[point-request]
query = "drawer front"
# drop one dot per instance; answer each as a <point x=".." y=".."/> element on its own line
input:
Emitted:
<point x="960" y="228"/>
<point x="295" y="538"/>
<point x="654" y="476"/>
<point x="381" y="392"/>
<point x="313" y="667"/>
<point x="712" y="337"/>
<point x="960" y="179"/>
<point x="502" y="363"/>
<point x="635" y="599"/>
++++++++
### Instructions for the task
Format every line of the entries above as a Markdown table with the columns Row and Line. Number the rows in order and leave out blank lines.

### Exercise answer
| Row | Line |
|---|---|
| 1 | [point-request] |
| 2 | query = "drawer front" |
| 3 | # drop one dot per instance; answer each as a <point x=".." y=".."/> element on its own line |
| 4 | input: |
| 5 | Emitted: |
| 6 | <point x="960" y="228"/> |
| 7 | <point x="295" y="538"/> |
| 8 | <point x="654" y="476"/> |
| 9 | <point x="381" y="392"/> |
| 10 | <point x="313" y="667"/> |
| 11 | <point x="712" y="337"/> |
| 12 | <point x="960" y="179"/> |
| 13 | <point x="502" y="363"/> |
| 14 | <point x="635" y="599"/> |